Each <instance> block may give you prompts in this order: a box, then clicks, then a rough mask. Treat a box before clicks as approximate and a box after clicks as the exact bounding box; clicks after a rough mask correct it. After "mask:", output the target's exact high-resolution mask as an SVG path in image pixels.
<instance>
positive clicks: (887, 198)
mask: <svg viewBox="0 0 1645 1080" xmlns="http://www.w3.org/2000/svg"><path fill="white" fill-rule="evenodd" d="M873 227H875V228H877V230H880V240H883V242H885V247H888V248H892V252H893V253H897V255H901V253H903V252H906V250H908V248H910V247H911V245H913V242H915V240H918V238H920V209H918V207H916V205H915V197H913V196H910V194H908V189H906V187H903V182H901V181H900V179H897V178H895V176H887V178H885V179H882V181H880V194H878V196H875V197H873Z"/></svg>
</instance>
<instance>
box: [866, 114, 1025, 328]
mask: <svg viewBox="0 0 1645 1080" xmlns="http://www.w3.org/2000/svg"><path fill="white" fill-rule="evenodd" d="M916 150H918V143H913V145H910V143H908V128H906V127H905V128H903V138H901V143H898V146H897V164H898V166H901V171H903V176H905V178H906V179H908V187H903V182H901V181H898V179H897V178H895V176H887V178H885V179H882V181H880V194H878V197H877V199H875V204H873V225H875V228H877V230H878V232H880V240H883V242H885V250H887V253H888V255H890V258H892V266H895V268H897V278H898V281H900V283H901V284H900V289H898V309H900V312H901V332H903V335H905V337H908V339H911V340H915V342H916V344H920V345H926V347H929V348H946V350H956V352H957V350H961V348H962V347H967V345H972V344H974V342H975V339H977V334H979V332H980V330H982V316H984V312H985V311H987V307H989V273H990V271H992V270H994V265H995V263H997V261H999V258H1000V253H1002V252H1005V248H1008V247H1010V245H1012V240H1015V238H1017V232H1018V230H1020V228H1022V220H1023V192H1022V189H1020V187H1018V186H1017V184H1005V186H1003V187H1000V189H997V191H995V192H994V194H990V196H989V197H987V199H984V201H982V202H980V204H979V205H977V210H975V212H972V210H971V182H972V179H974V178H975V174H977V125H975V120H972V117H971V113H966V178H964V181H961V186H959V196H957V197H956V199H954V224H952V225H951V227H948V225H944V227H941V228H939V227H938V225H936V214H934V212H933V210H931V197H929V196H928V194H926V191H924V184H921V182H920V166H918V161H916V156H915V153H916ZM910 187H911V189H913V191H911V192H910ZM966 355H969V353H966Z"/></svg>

^^^^^^^^^^^^^^^^

- **Assignment**
Which lines of the records above contain the word "instance"? Report each one.

- **Answer section**
Each <instance> block may give you prompts in this order: a box, then clicks, then a rough mask. Treat a box before clicks as approximate and a box after clicks as the exact bounding box; clicks after a rough mask correct it. After "mask:", output the target's exact high-resolution mask as an SVG path in image pixels.
<instance>
</instance>
<instance>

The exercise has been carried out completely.